→ ACTIVITY
Nothing but a full, exact copy of the data is needed.

→ PROVIDED MATERIAL
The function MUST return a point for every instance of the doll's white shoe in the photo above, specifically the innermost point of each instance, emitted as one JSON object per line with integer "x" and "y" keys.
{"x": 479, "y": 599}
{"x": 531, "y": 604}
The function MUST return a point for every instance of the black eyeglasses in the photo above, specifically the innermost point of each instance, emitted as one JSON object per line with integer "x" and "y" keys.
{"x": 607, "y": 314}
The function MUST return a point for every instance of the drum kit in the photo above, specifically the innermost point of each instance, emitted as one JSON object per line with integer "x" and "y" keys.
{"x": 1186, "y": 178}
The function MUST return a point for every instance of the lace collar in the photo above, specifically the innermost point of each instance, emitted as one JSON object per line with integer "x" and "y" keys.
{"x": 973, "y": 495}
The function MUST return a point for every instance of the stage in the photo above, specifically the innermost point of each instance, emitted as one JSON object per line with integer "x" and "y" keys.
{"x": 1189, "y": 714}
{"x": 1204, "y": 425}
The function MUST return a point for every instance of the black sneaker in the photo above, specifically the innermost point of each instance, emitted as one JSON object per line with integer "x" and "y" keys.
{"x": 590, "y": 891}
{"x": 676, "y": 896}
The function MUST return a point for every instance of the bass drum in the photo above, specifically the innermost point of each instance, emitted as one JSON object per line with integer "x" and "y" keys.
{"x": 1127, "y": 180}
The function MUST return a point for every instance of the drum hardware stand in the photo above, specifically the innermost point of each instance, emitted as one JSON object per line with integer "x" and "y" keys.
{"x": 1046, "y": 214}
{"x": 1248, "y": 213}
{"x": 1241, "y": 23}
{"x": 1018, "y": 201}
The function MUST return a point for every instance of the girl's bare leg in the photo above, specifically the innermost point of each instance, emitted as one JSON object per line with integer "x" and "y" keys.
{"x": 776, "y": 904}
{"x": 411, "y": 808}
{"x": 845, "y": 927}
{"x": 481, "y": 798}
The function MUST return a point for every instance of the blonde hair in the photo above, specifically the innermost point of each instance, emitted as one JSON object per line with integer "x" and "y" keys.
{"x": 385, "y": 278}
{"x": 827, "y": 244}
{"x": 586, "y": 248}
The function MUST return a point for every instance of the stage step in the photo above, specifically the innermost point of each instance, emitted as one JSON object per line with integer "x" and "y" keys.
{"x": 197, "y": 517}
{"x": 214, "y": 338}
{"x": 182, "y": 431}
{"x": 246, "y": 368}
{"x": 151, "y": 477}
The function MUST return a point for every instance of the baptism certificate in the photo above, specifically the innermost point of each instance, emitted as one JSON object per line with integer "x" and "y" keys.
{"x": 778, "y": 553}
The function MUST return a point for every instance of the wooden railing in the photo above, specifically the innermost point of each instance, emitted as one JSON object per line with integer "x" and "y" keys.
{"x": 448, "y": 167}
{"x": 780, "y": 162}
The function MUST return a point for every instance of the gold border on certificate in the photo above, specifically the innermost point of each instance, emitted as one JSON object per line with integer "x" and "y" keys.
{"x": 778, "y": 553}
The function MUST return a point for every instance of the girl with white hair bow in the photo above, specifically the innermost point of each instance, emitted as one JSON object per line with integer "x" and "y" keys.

→ EXERCISE ANSWER
The function MUST return a point for every instance of the doll's white shoe in the photo above, specifically the innermost point of each instance, emitted as one JSON object per line with integer "x" and "y" keys.
{"x": 479, "y": 599}
{"x": 531, "y": 604}
The function MUST return a point for every instance of the black eyeglasses in the photo above, specifically the innermost point of each instance, emitted as one JSON object per line with integer "x" and "y" keys.
{"x": 607, "y": 314}
The function MUST return a point for every instance of the drum kit in the photo above, specifically the innermost point of each instance, emitted as one JSON object per line with integer "x" and "y" keys.
{"x": 1186, "y": 178}
The function MUST return a point for every instance of the lace collar in the photo above, specifically the innermost point of each instance, emitted as one JSON object per line with integer "x" and "y" keys.
{"x": 973, "y": 495}
The function MUST return a point for every instance of the stage in the photo above, specifically the innermost point of each instance, emitted as one JSON object per line with integer "x" and "y" keys.
{"x": 1189, "y": 714}
{"x": 1204, "y": 425}
The function MUST return a point for every instance of the black sneaker in the photo above, specifically the innermost point of each instance, emitted as one JSON object per line with integer "x" and "y" keys.
{"x": 590, "y": 891}
{"x": 676, "y": 896}
The function MUST return a point for every instance of the bass drum in the photo above, specifically the innermost point of each instance, emitted as one JSON object per line with integer "x" and "y" keys.
{"x": 1127, "y": 180}
The function MUST return a point for every instance of the drum hardware stand in the photo above, specifically the innermost point of each instance, emitted as one JSON object per line with integer "x" and "y" keys.
{"x": 1046, "y": 214}
{"x": 1248, "y": 213}
{"x": 1241, "y": 23}
{"x": 1018, "y": 201}
The function MUST return a point for every instance of the girl's bare leg in the photo above, specifically the innermost point of each instance, emitted as one JSON object per line with integer "x" and "y" keys.
{"x": 776, "y": 904}
{"x": 411, "y": 808}
{"x": 845, "y": 927}
{"x": 481, "y": 798}
The function MUST return a point for every instance of the blonde hair in the photo above, specifically the innermost point of each instance, emitted as one JSON object per line with integer "x" and "y" keys.
{"x": 385, "y": 278}
{"x": 827, "y": 244}
{"x": 586, "y": 248}
The function MUST return a point for every instance of the stage step in the photo above, specifically the innermost point of each instance, emitted as one JSON object per line with integer "x" and "y" keys.
{"x": 197, "y": 517}
{"x": 214, "y": 338}
{"x": 182, "y": 431}
{"x": 246, "y": 368}
{"x": 151, "y": 477}
The function MUST return a point for every instance of the baptism certificate in the photo above, specifically the innermost point of each instance, emitted as one JSON object per line with integer "x" and "y" keys.
{"x": 778, "y": 553}
The function MUST return a point for every instance of the wooden railing in the photo above, specifically the innermost point of each instance, emitted as one JSON object per line with integer "x" and "y" keys.
{"x": 448, "y": 167}
{"x": 780, "y": 162}
The function MUST return a point for every instance of the gold border on certificate in the photo above, specifically the innermost point of each instance, emitted as one JSON object per line with integer "x" and "y" keys.
{"x": 778, "y": 553}
The function MUST return a point for every instance of the girl with white hair bow in the photo above, specifically the innermost point of each instance, emitted as one JSON object per line with integer "x" and "y" keys.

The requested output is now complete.